[Location labeling records]
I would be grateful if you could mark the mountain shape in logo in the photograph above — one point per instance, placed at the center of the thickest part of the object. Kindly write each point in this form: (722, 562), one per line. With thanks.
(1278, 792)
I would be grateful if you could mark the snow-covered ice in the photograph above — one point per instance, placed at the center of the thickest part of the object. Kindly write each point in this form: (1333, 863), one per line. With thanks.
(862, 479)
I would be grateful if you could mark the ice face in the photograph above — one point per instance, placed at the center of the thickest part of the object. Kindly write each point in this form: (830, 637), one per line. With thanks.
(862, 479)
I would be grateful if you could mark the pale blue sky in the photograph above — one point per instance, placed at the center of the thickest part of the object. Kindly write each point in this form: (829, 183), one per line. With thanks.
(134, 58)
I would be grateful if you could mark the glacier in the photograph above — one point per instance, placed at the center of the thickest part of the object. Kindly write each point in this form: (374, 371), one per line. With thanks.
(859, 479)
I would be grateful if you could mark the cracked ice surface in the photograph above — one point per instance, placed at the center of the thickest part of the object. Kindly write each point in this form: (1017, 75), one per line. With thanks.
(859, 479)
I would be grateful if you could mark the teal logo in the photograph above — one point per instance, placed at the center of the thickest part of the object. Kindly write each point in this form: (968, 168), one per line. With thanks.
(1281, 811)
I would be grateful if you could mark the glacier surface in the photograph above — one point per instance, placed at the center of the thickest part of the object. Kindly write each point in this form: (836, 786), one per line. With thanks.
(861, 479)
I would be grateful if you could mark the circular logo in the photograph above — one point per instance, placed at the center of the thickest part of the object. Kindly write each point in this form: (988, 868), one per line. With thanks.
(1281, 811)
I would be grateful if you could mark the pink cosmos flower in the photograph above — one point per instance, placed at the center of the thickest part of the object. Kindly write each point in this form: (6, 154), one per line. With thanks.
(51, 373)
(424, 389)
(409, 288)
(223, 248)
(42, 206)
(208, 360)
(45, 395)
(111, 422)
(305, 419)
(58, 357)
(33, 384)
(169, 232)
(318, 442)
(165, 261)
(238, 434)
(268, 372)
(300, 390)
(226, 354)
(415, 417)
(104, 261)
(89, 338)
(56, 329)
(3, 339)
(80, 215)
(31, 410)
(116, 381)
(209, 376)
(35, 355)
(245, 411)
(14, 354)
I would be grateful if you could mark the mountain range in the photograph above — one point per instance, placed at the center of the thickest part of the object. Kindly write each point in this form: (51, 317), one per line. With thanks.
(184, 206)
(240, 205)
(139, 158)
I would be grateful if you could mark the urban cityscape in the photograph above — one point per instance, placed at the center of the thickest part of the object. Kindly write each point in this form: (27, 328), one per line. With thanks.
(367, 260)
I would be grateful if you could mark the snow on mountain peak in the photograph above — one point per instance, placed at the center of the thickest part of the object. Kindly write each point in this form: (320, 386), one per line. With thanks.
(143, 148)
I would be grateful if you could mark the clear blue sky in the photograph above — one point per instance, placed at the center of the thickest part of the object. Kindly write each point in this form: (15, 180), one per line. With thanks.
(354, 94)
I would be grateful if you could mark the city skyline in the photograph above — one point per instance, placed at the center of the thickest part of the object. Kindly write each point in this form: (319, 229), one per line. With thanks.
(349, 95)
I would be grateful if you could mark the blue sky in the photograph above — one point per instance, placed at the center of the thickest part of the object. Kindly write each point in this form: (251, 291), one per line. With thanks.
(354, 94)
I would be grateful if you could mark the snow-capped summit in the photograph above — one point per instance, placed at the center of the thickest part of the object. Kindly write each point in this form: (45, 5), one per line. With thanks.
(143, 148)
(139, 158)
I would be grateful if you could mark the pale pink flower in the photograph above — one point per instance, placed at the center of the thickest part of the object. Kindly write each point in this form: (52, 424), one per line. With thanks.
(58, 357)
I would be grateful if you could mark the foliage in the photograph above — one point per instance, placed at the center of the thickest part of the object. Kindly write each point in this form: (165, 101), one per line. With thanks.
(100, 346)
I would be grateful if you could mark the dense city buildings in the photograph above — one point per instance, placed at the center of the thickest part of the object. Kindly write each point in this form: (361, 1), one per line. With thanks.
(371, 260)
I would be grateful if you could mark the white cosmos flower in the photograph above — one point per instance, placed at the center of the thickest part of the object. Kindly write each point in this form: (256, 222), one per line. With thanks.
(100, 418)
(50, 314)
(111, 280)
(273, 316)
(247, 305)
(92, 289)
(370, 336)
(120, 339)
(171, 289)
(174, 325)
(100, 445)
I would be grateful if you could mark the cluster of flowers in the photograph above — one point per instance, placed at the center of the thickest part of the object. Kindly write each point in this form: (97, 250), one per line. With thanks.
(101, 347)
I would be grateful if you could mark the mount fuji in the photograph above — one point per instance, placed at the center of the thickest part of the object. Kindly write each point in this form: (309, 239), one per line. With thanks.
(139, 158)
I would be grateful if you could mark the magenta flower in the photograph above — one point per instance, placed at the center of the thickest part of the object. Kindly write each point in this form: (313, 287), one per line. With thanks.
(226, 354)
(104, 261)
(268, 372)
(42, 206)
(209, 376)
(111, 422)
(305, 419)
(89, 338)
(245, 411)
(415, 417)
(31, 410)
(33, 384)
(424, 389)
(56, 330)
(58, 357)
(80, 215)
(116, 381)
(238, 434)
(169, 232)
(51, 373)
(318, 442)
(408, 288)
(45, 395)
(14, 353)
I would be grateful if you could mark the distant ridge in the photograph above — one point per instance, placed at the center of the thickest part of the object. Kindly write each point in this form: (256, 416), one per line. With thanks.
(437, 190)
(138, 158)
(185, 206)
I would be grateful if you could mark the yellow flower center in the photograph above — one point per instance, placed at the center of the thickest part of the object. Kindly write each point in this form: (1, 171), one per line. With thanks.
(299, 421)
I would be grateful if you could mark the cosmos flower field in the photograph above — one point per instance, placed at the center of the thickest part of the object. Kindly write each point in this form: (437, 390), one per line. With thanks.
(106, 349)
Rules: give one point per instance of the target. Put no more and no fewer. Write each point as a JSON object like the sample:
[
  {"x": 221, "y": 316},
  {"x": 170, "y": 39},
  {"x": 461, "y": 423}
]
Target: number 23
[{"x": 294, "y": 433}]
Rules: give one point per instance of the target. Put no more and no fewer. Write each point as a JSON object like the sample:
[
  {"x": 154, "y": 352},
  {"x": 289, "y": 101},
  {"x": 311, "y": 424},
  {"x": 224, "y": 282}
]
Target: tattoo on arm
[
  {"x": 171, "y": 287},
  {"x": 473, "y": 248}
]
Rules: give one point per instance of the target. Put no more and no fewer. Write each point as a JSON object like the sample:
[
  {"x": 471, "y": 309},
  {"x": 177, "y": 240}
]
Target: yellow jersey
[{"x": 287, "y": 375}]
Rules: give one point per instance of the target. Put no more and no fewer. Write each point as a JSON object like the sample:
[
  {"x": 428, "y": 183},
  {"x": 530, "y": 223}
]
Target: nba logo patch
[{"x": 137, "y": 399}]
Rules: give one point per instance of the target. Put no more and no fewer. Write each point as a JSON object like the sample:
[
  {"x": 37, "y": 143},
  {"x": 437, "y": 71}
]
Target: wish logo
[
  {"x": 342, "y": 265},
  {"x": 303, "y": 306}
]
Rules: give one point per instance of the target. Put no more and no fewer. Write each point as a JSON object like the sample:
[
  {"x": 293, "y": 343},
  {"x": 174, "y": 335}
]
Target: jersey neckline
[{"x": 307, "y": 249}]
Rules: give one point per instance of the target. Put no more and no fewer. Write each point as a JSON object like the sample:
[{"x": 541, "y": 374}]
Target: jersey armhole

Prompt: Render the part of the material that opens with the line containing "I would be grateful if you could mark the cosmos" and runs through the end of the material as a numbered list, with blank lines left out.

Solution below:
1. I would be grateful if you could mark the cosmos flower field in the photograph above — one point per instance, placed at the center of the thickest part of the object. Kindly write each point in this form: (437, 390), one per line. With thanks.
2. (106, 349)
3. Rules: give one point per instance of the target. Put no more and no fewer. Write each point as a JSON object like the sample:
4. [
5.   {"x": 221, "y": 316},
6.   {"x": 170, "y": 39},
7.   {"x": 461, "y": 423}
8. ]
9. Target: number 23
10. [{"x": 294, "y": 433}]
11. Rules: give one point per instance of the target. Put no more and no fewer. Write each point as a JSON object like the sample:
12. [
13.   {"x": 154, "y": 352},
14.   {"x": 289, "y": 101},
15.   {"x": 311, "y": 424},
16.   {"x": 224, "y": 282}
17. ]
18. Target: tattoo on arm
19. [
20.   {"x": 171, "y": 287},
21.   {"x": 473, "y": 248}
22. ]
23. Rules: give one point per instance of the target. Put no more and no fewer. Write each point as a JSON object like the sample:
24. [
25.   {"x": 471, "y": 309},
26.   {"x": 177, "y": 240}
27. ]
28. Target: yellow jersey
29. [{"x": 287, "y": 375}]
30. Rules: give one point per instance of the target. Put no more and no fewer. Write each point as a JSON object like the sample:
31. [
32.   {"x": 428, "y": 183},
33.   {"x": 530, "y": 223}
34. ]
35. Target: nba logo patch
36. [{"x": 137, "y": 399}]
37. Rules: give one point per instance of the target. Put no more and no fewer. Write each point as a JSON object like the sample:
38. [
39.   {"x": 37, "y": 143},
40.   {"x": 437, "y": 71}
41. ]
42. Target: wish logo
43. [
44.   {"x": 342, "y": 265},
45.   {"x": 303, "y": 306}
46. ]
47. Rules: give one point per instance of the target. Put no more and no fewer. Write each point as a JSON object like the sample:
48. [
49.   {"x": 293, "y": 343},
50.   {"x": 174, "y": 335}
51. ]
52. Target: jersey neckline
53. [{"x": 307, "y": 249}]
54. Rules: give one point per instance of the target. Put no more and no fewer. Write each point as a JSON object like the sample:
55. [{"x": 541, "y": 374}]
56. Target: jersey armhole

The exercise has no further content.